▶ _EXERCISE BRIEF_
When a line contains the string "then", it counts once; give the total of such lines in the entries below and nothing else.
━━━━━━━━━━━━━━━━━━━━━━━━━━━━━━
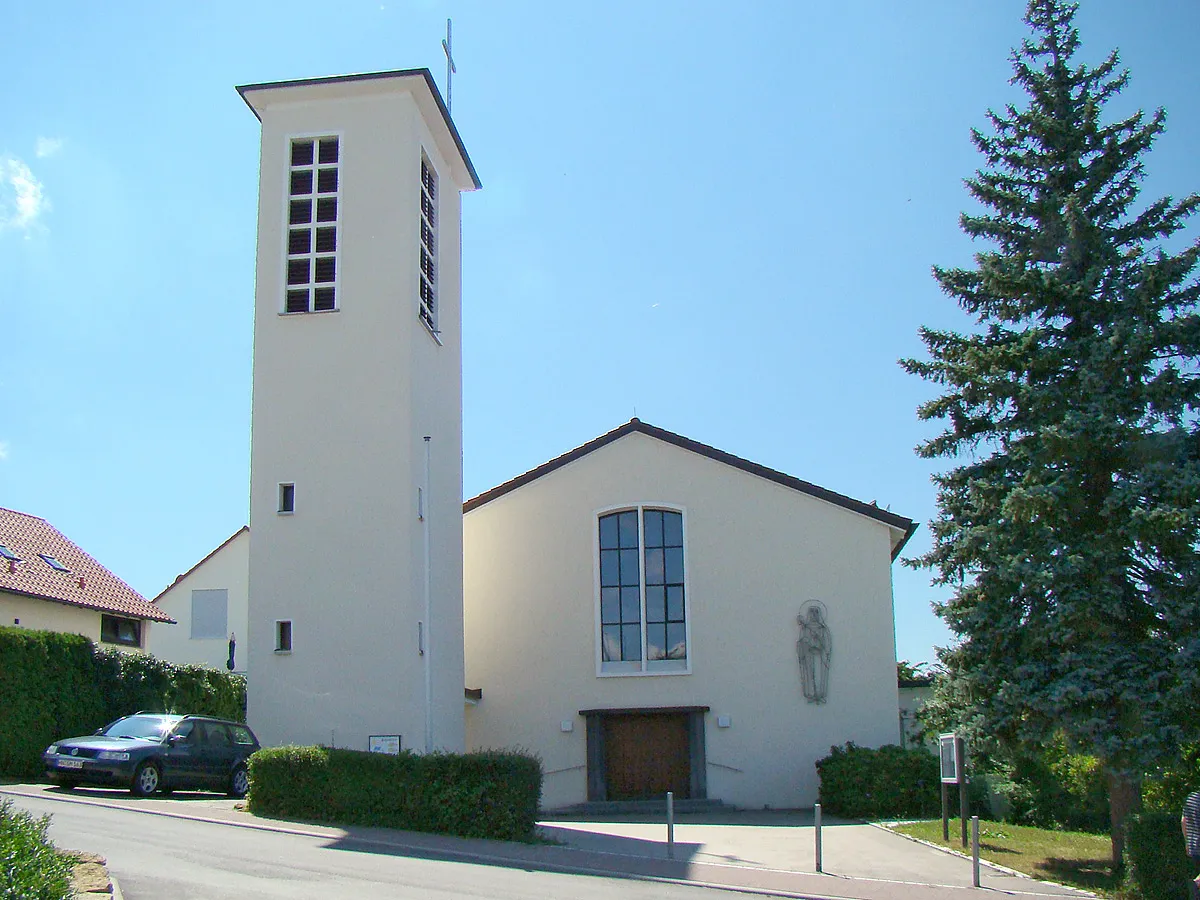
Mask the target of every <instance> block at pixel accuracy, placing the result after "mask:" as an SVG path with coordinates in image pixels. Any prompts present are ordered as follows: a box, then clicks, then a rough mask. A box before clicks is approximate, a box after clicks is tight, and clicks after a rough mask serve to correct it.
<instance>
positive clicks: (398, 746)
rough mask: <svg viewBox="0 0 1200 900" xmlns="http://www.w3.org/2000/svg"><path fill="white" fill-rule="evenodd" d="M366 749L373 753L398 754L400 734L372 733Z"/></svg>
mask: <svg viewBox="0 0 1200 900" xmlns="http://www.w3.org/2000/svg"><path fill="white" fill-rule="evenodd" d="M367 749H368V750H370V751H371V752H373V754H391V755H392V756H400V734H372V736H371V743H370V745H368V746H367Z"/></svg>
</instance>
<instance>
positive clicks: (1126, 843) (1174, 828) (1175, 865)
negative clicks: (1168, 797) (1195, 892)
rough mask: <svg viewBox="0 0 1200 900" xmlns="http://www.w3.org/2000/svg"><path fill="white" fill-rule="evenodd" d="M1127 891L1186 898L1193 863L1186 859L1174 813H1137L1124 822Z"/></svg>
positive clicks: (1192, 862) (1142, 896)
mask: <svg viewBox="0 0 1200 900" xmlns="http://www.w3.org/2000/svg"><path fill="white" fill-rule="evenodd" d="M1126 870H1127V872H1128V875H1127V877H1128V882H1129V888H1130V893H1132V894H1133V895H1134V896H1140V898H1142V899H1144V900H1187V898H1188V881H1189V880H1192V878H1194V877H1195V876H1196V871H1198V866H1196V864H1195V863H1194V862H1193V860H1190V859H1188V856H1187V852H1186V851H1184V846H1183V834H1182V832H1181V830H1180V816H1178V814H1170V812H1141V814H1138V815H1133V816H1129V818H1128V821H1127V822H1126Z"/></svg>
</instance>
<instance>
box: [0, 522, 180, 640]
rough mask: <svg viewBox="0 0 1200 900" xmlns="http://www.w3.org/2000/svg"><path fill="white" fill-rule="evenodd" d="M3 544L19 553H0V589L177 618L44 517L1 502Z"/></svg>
━━━━━━━━━━━━━━━━━━━━━━━━━━━━━━
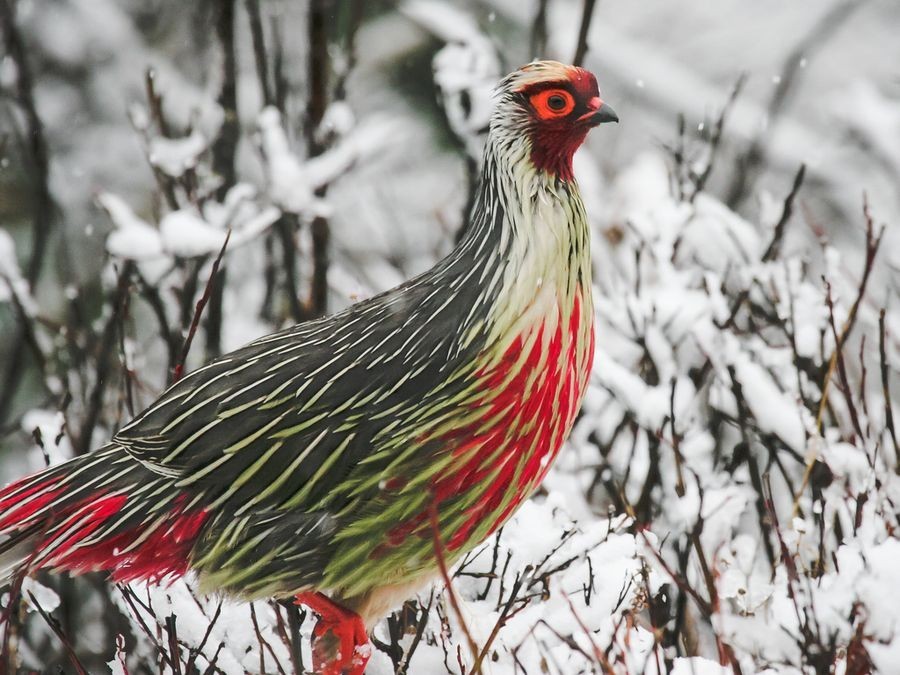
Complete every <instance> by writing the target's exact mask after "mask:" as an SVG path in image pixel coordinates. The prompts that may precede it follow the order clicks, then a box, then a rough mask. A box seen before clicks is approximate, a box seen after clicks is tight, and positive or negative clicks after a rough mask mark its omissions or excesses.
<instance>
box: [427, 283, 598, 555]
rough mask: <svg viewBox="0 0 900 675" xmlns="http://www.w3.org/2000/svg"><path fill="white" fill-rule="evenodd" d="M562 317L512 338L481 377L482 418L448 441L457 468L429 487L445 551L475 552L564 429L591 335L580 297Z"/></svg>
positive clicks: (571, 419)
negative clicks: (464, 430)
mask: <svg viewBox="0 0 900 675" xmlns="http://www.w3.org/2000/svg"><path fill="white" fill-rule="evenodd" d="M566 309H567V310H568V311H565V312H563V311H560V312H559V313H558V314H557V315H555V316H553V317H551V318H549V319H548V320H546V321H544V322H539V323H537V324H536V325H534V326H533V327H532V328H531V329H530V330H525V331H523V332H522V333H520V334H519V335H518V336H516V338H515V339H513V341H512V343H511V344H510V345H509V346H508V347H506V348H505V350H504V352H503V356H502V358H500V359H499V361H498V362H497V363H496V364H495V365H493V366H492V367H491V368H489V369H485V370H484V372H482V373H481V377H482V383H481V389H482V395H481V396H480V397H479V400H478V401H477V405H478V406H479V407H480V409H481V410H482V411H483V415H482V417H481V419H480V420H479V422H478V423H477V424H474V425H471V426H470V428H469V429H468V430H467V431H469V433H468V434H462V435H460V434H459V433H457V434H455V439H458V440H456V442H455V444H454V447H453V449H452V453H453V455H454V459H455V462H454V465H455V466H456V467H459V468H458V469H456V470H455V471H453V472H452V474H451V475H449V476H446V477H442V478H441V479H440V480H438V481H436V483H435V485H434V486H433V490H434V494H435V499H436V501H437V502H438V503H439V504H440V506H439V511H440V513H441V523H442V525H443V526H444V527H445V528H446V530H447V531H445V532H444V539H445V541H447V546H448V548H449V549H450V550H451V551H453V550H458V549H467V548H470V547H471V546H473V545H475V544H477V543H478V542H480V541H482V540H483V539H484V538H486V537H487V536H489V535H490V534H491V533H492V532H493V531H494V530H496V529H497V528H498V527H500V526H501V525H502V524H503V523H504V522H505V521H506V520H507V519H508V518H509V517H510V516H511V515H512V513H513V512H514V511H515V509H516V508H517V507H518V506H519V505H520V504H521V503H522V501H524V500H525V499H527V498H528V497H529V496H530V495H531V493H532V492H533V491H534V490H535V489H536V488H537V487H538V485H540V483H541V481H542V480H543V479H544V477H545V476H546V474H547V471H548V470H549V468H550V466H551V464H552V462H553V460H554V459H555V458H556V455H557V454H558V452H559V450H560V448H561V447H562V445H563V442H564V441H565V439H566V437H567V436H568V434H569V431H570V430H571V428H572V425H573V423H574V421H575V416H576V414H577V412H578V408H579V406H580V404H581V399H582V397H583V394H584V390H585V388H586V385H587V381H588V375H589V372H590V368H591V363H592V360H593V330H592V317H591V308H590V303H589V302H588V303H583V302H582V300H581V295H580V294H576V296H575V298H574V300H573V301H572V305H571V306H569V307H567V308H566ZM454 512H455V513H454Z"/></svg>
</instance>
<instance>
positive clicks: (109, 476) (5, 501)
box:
━━━━━━━━━━━━━━━━━━━━━━━━━━━━━━
▶ _ANSWER SECTION_
2